Rewrite the records below so that each "overcast sky" becomes "cloudy sky", with nothing else altered.

---------- Excerpted records ----------

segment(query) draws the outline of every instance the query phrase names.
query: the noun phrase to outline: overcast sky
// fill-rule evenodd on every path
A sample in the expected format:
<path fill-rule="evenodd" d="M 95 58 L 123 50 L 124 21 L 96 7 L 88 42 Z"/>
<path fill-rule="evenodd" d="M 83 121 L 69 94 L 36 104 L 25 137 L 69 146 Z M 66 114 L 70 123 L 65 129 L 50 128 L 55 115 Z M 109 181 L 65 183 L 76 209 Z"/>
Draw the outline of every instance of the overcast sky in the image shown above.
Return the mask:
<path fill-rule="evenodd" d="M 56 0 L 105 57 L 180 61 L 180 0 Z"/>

----------

> [Response]
segment(query) draws the outline of every instance the query phrase names.
query: the noun phrase to outline: cloudy sky
// fill-rule evenodd on every path
A sample in the expected format:
<path fill-rule="evenodd" d="M 95 58 L 123 50 L 124 21 L 96 7 L 88 42 Z"/>
<path fill-rule="evenodd" d="M 83 121 L 69 94 L 36 104 L 25 137 L 69 146 Z M 66 114 L 70 123 L 65 129 L 50 128 L 55 115 Z M 109 181 L 65 183 L 76 209 Z"/>
Draw the outline of every instance of the cloudy sky in the image shown above.
Return the mask:
<path fill-rule="evenodd" d="M 56 0 L 105 57 L 180 61 L 180 0 Z"/>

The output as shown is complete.